*Problem description:*
Retype every one of the records below word for word, keeping each line as it stands.

* BEGIN *

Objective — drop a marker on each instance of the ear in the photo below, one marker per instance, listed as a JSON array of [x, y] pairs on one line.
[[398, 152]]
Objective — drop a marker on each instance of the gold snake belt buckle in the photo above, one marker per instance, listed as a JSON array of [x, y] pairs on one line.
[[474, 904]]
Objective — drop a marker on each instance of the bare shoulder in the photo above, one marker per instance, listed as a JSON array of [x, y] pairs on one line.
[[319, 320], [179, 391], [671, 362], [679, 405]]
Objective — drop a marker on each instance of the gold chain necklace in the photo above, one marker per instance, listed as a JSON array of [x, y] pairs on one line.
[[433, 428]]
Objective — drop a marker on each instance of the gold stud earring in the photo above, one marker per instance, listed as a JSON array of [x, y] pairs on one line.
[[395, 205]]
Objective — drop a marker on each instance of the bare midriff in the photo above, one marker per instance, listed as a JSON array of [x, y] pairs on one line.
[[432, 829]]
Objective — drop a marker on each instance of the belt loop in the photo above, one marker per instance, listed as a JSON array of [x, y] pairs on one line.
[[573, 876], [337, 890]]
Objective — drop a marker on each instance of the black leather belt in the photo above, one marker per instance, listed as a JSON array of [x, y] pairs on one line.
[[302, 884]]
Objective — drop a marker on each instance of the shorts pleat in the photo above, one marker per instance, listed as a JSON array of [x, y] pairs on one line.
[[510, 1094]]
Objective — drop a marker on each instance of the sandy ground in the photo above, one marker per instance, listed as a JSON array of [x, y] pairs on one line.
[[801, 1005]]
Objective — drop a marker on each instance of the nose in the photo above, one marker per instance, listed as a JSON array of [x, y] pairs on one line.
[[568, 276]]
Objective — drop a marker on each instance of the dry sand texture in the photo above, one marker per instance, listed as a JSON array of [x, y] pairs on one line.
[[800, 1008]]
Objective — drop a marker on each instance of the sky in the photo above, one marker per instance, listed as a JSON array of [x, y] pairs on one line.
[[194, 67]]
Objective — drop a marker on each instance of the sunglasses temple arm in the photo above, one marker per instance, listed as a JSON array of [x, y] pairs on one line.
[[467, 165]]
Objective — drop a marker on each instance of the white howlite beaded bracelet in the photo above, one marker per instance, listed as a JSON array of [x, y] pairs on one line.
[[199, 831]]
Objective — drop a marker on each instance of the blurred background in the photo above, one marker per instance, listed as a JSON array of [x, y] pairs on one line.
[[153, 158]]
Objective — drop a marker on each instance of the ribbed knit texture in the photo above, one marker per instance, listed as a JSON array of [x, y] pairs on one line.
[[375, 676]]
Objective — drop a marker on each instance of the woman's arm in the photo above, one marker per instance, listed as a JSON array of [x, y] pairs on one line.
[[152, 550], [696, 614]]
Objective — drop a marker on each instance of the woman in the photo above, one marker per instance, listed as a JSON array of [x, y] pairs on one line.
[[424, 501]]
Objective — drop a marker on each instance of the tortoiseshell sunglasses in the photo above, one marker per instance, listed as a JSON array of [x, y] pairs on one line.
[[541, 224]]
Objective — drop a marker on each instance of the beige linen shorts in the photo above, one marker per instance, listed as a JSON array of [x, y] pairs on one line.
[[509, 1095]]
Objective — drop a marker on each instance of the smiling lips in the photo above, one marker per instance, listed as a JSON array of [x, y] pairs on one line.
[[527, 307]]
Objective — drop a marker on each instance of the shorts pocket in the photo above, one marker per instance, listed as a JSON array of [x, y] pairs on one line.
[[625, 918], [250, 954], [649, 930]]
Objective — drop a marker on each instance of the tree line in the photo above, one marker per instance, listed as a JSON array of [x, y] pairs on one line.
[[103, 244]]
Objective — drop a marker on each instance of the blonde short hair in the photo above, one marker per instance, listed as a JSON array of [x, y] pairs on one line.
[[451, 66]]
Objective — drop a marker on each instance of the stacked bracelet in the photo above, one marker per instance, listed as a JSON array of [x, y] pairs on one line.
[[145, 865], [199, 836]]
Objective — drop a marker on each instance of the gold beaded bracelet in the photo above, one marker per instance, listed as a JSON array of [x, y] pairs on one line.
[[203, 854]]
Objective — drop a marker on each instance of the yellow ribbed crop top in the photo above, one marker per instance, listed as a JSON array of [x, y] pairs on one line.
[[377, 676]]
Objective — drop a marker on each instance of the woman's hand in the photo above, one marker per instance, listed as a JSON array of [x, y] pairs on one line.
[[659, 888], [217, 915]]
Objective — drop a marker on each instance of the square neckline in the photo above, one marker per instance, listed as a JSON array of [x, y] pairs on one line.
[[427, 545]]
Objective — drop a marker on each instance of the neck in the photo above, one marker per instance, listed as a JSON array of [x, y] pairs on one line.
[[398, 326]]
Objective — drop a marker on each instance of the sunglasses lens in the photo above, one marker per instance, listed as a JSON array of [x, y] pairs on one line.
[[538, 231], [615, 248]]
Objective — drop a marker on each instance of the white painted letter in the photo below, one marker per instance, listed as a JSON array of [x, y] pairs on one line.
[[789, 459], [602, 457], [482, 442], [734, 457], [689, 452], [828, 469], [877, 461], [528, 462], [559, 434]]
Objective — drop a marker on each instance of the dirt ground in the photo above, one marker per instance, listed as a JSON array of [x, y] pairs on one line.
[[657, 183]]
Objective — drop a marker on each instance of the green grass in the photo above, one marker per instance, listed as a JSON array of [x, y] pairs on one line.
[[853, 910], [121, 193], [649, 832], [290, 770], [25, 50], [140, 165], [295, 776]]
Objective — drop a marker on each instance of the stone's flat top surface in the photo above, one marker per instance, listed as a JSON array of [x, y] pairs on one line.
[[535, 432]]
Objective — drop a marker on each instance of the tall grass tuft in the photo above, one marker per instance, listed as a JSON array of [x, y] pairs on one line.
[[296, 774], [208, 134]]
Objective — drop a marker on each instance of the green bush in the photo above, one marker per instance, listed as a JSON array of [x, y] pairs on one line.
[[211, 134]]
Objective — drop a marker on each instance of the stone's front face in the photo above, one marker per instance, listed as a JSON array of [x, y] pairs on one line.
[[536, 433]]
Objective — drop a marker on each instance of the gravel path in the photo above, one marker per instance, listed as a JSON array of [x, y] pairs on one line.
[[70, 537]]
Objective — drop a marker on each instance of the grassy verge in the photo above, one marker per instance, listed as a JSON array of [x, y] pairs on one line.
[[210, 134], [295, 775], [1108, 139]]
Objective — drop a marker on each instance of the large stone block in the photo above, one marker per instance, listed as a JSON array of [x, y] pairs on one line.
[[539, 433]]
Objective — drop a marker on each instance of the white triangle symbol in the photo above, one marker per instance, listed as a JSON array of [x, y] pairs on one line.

* END *

*Solution to this task:*
Objective — drop a marker on each instance of the ear in the photo below, one marker per instance, listed as a JSON array of [x, y] pairs on one line.
[[398, 152]]
Objective — drop a marker on each instance of the gold snake belt buckle in the photo above, one marker per instance, listed as a JSON array of [x, y] pairs on one line.
[[474, 904]]
Objective — drop a marker on each instance of the bare shoulder in the photo above, one marker per instance, listed as a JSON array of [x, y] pairs on one line.
[[319, 320], [179, 391], [671, 362], [679, 405]]
Objective — drop a marker on each instance of the gold chain necklace in the photo above, one marker per instance, listed as a JSON array of [x, y] pairs on one line.
[[433, 428]]
Objective — drop a marker on each instance of the gold stud earring in the photo above, one marker per instance, listed as a JSON array of [x, y] pairs on one line.
[[395, 205]]
Objective — drop a marker on each instance of the bare midriff in the photo above, one marker per instance, listed as a JSON array of [x, y] pairs on one line.
[[432, 829]]
Objective — drop a marker on each instance of the belt loop in the photo above, one marker per instance, listed as a JSON array of [x, y] pairs on one line.
[[573, 876], [337, 890]]
Objective — drop a marker on each instance of the black leather belt in the photo above, one marker per instance, listed as a JSON array of [x, y] pairs on one line.
[[302, 884]]
Objective — drop a marker on each instance of the shorts pleat in the photo above, one marker per instance, listed as a JSON array of [x, y] pairs on one line.
[[510, 1094]]
Objective — drop a marker on each instance of the sandy ground in the photo above, one marker per instance, listed as a JSON array of [x, y] pairs on one line.
[[801, 1005]]
Objective — drop a marker on each instance of the nose in the photo above, one marker per instance, listed as a JSON array of [x, y] pairs on one line.
[[568, 276]]
Objective — drop a marker on each instance of the dry sand texture in the photo above, one marker per instance, listed as a JSON array of [x, y] pairs on one line.
[[800, 1008]]
Objective — drop a marker on each instance of the sky in the photo above, one marker per instance, listed as a JSON array of [x, y] pairs on one line.
[[194, 67]]
Objective — drop a marker on each instance of the sunglasses temple arm in the photo above, one marker per instance, listed as a JSON array of [x, y] pairs on one line.
[[467, 165]]
Objective — drop a marker on each instance of the white howlite beaded bracelet in the photo above, one marker per instance, listed as a JSON array of [x, y] pairs on one line.
[[199, 831]]
Objective — drop a marker on each instance of the blurred background in the photo above, one marker per instance, listed as a JSON array of [x, y] pairs on one line.
[[153, 158]]
Objective — drop a marker on each instance of the ribbed knit texture in the photo above, one marker per instance, listed as a JSON array of [x, y] pairs on one line.
[[375, 676]]
Objective — drop a marker on each instance of the woman's arm in the photo above, one marker per instance, listed as a JSON array of [x, y] pairs on one line.
[[152, 550], [696, 614]]
Objective — drop a marker on each instance of the woman in the photo above, one marker per instance, listed as a JSON array of [x, y] pairs on one line.
[[424, 501]]
Objective — drop a marker on each instance of the tortoiseshell sunglasses in the photo above, one marker per instance, listed as a JSON array of [x, y] pairs on one line.
[[541, 224]]
Objective — drop a marker on each instance of the beige linen shorts in the photo above, one marker per instance, listed as a JSON array of [x, y] pairs on one line.
[[509, 1095]]
Objective — drop a marker on each instance of the smiling lips in the photo above, one marker per instance, listed as a JSON array of [x, y] pairs on one line.
[[527, 307]]
Objective — drop a marker on each instance of the shorts pocket in the photo above, one marker per instance, listed as a JSON array of [x, y] pairs on one line.
[[625, 918], [250, 954], [649, 930]]
Objective — drop a marker on each instance of the tree line in the photo above, one marker per instance, listed as a JSON array of [x, y] pairs on one line.
[[103, 244]]
Objective — drop a marker on each instance of the blonde short hair in the photo above, one marker per instance, listed as a JSON array of [x, y] pairs on one line.
[[451, 66]]
Objective — drop a marker on each instance of the stacked bracelet in the photo above, one marker per instance, listed as a JSON array of [x, y] pairs on one line.
[[145, 865], [199, 836]]
Objective — drop a marker on each instance of the gold beaded bracelet in the photo above, one marker per instance, listed as a JSON array of [x, y] pairs on one line.
[[203, 854]]
Objective — drop a marker on each instance of the yellow ribbed crop top in the photo above, one marker per instance, listed as a JSON array of [x, y] pairs on one line.
[[377, 676]]
Objective — drop a marker on each instance of the woman's hand in the photo above, one marker per instance, listed as a JSON array of [x, y] pairs on one line.
[[659, 888], [217, 915]]
Objective — drop a marker on each instance of the square neckline in the photo above, one marker per instance, listed as a JSON array of [x, y] pairs on one line.
[[427, 545]]
Objective — drop a marker on each instance of the neck in the photo above, one marker per instance, listed as a JSON array of [x, y] pairs on one line.
[[398, 326]]
Objective — drop a marker on each instance of the sunglasses lens in the photo above, one marker per instance, listed as a JSON array of [x, y] pairs on one line.
[[538, 231], [615, 248]]
Objective — drop a marker on each instance of the white painted letter in the photo below, one marker per instance, listed as a JSON array of [x, y] pairs on one line.
[[789, 459], [602, 457], [482, 442], [734, 457], [689, 452], [828, 469], [877, 461], [528, 462], [559, 434]]
Objective — drop a marker on each instance of the dirt ground in the photo above, one marker per instance, listed as a JSON array of [x, y] pairs on one line.
[[657, 183]]
Objective — drop a marker on each instance of the green grass in the photo above, one marker per instance, listed as a JSON array of [x, y] pairs on one line.
[[853, 910], [121, 193], [649, 832], [290, 770], [25, 50], [140, 165], [295, 776]]
Objective — drop a marker on each instance of the stone's flat top surface in the photo above, one marker per instance, listed as a JSON array of [x, y] pairs on one line.
[[535, 432]]
Objective — drop a marker on each instance of the tall grass tuft in the photo above, one marker per instance, listed as a JSON array of [x, y] pairs on one line.
[[296, 774], [208, 134]]
Objective — drop a marker on each instance of the green bush in the photo above, one marker per instance, listed as a JSON array of [x, y] pairs on one line.
[[211, 134]]
Objective — drop a marker on each instance of the stone's front face in the photo above, one marker per instance, listed as a JSON array of [x, y] pairs on one line.
[[536, 433]]
Objective — drop a marker on each instance of the gravel path in the photo above, one marker per instance, listed as a JSON array of [x, y] pairs on one line.
[[70, 537]]
Objective — drop a marker on each instance of the grassy verge in the photo above, one marker per instance, listed as a JSON array of [x, y] pairs on one line.
[[210, 134], [295, 775], [1108, 139]]
Objective — drop a marker on each instance of the large stone block in the photo above, one marker per instance, listed as a JSON array of [x, y] pairs on one line.
[[539, 433]]
Objective — drop a marker on each instance of the white triangle symbol in the photo above, one marker per instance, listed as a JSON array of [x, y] pairs on one line.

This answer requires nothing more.